Written exercise: Repeat the records word for word, excluding any picture.

Source material:
----------
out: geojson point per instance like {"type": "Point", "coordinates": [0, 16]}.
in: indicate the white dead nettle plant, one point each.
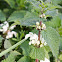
{"type": "Point", "coordinates": [46, 60]}
{"type": "Point", "coordinates": [42, 27]}
{"type": "Point", "coordinates": [34, 39]}
{"type": "Point", "coordinates": [7, 30]}
{"type": "Point", "coordinates": [42, 16]}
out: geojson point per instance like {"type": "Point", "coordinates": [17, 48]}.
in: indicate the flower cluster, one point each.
{"type": "Point", "coordinates": [46, 60]}
{"type": "Point", "coordinates": [42, 16]}
{"type": "Point", "coordinates": [7, 30]}
{"type": "Point", "coordinates": [40, 27]}
{"type": "Point", "coordinates": [34, 40]}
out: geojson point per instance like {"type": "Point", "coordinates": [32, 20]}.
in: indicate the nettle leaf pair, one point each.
{"type": "Point", "coordinates": [51, 37]}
----------
Expected answer:
out: geojson point per instance like {"type": "Point", "coordinates": [0, 16]}.
in: indicate the white dead nettle plant, one point each.
{"type": "Point", "coordinates": [46, 60]}
{"type": "Point", "coordinates": [42, 27]}
{"type": "Point", "coordinates": [34, 39]}
{"type": "Point", "coordinates": [7, 30]}
{"type": "Point", "coordinates": [42, 16]}
out: geojson point per instance like {"type": "Point", "coordinates": [17, 48]}.
in: indicate the flower cluster, one point each.
{"type": "Point", "coordinates": [46, 60]}
{"type": "Point", "coordinates": [42, 16]}
{"type": "Point", "coordinates": [7, 30]}
{"type": "Point", "coordinates": [40, 27]}
{"type": "Point", "coordinates": [34, 40]}
out: geojson point per instance like {"type": "Point", "coordinates": [32, 20]}.
in: indicate the nettle leaf pair, one point each.
{"type": "Point", "coordinates": [51, 37]}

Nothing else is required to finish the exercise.